_EXCERPTED TEXT_:

Circumstantial evidence and the reasonable inferences arising from the evidence can constitute
satisfactory proof of a crime. People v Nowack, 462 Mich 392, 400; 614 NW2d 78 (2000).
To establish the elements of armed robbery, MCL 750.529, the prosecutor must prove:
(1) the defendant, in the course of committing a larceny of any money or other
property that may be the subject of a larceny, used force or violence against any
person who was present or assaulted or put the person in fear, and (2) the
defendant, in the course of committing the larceny, either possessed a dangerous
weapon, possessed an article used or fashioned in a manner to lead any person
present to reasonably believe that the article was a dangerous weapon, or
represented orally or otherwise that he or she was in possession of a dangerous
weapon. [People v Chambers, 277 Mich App 1, 7; 742 NW2d 610 (2007).]
“‘To constitute armed robbery the robber must be armed with an article which is in fact a
dangerous weapon—a gun, knife, bludgeon, etc., or some article harmless in itself, but used or
fashioned in a manner to induce the reasonable belief that the article is a dangerous weapon.’”
People v Banks, 454 Mich 469, 473; 563 NW2d 200 (1997), quoting People v Parker, 417 Mich
556, 565; 339 NW2d 455 (1983).

_DIRECTIVE A_: Write out the armed robbery passage from "Circumstantial evidence and" to "NW2d 78 (2000).".
_DIRECTIVE B_: Rewrite the records from the line with "Place a point on the firefighter boot" to the line with "[[472, 250], [1037, 250]]", swapping "shrub" for "bush" and leaving everything else unchanged. Give only those lines.

_SUPPLIED MATERIAL_:
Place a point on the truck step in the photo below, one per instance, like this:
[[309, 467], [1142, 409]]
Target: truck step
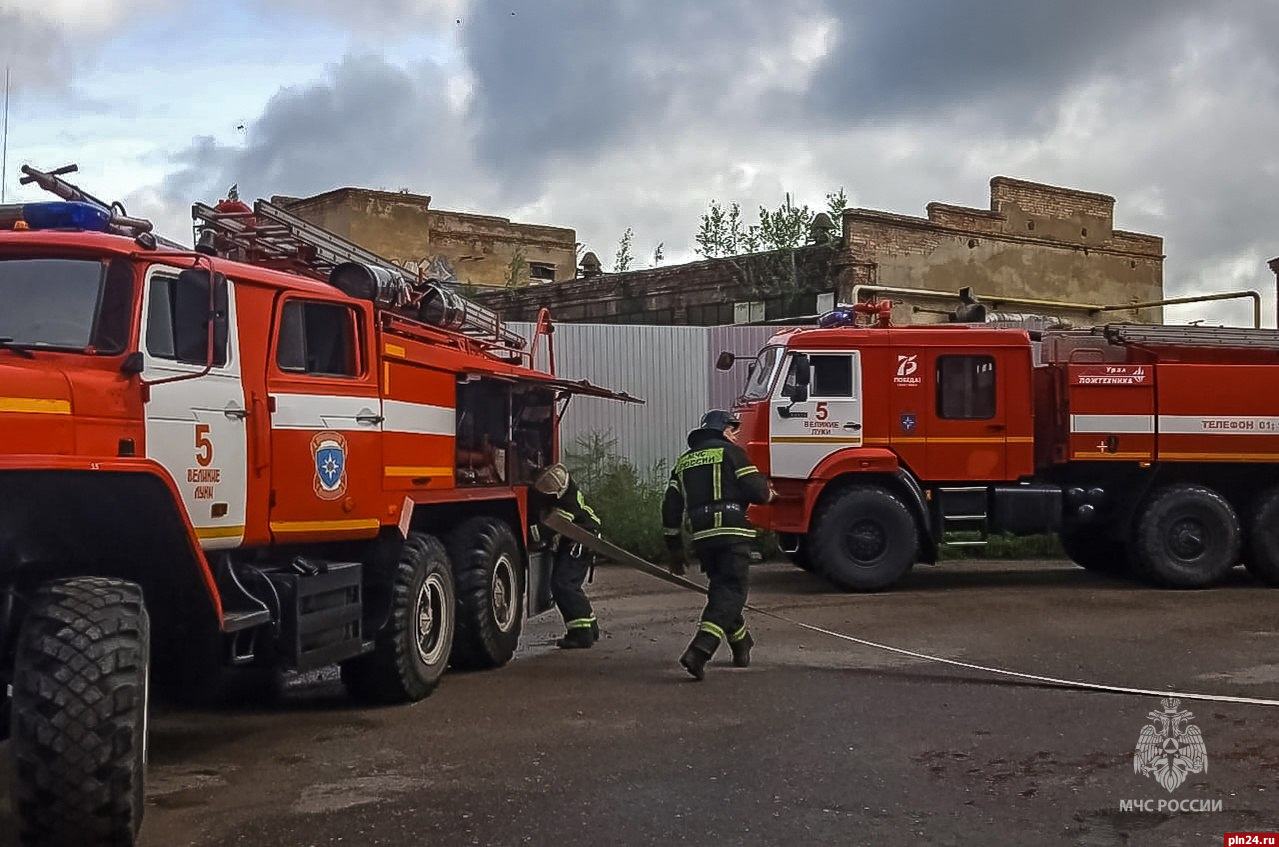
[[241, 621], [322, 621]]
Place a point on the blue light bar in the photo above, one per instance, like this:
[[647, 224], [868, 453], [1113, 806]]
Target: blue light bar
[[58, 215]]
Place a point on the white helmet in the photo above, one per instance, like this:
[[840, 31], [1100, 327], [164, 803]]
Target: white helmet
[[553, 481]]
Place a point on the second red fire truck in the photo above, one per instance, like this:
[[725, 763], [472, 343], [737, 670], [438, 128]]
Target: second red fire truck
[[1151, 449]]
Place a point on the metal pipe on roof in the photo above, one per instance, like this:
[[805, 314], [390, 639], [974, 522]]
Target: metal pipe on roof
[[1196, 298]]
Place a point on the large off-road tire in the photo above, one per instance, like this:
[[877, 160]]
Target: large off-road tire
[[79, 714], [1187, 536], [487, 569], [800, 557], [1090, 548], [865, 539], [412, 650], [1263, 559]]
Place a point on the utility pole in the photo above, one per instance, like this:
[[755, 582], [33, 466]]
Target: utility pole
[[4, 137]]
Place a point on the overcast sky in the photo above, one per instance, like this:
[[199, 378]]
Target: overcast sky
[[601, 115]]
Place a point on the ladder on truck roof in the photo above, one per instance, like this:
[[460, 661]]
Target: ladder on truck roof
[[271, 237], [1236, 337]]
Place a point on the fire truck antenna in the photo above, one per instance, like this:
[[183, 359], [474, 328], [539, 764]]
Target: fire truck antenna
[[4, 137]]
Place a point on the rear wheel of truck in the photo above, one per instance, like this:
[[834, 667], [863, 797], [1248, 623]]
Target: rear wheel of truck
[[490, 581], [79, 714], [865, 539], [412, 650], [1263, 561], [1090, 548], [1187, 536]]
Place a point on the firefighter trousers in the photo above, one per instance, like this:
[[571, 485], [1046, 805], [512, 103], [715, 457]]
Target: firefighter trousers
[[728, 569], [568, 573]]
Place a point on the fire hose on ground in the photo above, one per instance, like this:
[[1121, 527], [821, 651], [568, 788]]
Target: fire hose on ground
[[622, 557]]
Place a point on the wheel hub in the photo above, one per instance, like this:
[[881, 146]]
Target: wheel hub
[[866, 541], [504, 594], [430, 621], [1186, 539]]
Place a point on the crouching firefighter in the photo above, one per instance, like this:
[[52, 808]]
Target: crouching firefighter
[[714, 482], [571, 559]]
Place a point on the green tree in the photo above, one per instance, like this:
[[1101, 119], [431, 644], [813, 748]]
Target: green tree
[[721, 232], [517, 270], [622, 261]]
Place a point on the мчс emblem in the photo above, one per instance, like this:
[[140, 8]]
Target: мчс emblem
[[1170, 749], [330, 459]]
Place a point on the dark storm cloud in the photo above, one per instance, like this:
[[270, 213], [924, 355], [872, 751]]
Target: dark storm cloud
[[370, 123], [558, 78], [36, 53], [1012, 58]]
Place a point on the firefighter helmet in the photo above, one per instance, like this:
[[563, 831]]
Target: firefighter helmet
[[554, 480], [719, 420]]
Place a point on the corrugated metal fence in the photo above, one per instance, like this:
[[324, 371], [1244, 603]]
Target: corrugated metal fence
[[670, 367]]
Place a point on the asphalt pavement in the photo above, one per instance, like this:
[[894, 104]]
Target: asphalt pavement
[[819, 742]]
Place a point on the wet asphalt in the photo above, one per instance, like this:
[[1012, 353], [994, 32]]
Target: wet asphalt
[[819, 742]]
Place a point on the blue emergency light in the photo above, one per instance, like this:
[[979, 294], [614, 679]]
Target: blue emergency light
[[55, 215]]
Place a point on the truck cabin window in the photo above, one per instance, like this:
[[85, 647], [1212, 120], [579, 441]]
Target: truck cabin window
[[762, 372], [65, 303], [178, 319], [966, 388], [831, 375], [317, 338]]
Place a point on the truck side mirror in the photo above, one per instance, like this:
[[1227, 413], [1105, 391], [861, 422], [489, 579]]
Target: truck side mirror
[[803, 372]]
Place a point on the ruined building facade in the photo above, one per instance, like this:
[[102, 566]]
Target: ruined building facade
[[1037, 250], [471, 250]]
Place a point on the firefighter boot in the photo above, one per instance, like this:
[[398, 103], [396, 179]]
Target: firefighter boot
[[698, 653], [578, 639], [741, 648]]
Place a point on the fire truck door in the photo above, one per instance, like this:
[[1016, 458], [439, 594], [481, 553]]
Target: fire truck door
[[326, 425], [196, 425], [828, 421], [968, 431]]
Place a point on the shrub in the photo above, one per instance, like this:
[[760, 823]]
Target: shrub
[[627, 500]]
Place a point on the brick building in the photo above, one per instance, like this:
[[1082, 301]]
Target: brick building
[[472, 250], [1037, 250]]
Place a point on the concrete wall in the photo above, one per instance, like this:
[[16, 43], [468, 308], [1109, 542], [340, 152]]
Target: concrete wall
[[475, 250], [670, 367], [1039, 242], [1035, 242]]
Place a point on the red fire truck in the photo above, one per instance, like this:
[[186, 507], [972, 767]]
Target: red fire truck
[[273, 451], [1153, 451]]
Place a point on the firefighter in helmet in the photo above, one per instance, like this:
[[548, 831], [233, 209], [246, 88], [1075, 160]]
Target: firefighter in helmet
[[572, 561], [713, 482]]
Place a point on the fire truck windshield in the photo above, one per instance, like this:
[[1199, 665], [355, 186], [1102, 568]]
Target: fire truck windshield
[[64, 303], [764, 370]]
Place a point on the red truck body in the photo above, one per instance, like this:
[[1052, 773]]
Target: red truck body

_SOLUTION A_:
Circumstantial evidence and the reasonable inferences arising from the evidence can constitute
satisfactory proof of a crime. People v Nowack, 462 Mich 392, 400; 614 NW2d 78 (2000).

_SOLUTION B_:
Place a point on the firefighter boot in the photo above, one per instance, like this:
[[398, 103], [396, 179]]
Target: firefighter boot
[[698, 653], [578, 639], [741, 648]]
Place a point on the fire truck door in the photo above, one per instance, like this:
[[1016, 458], [439, 594], [481, 553]]
Target: fire truck door
[[326, 425], [196, 425], [828, 421], [968, 431]]
Place a point on the bush in the photo above, one per instance, like this:
[[760, 823]]
Target: bush
[[627, 500]]
Place a point on the brick building in the photo above, one per instance, like this:
[[1082, 301]]
Target: brick building
[[472, 250], [1037, 250]]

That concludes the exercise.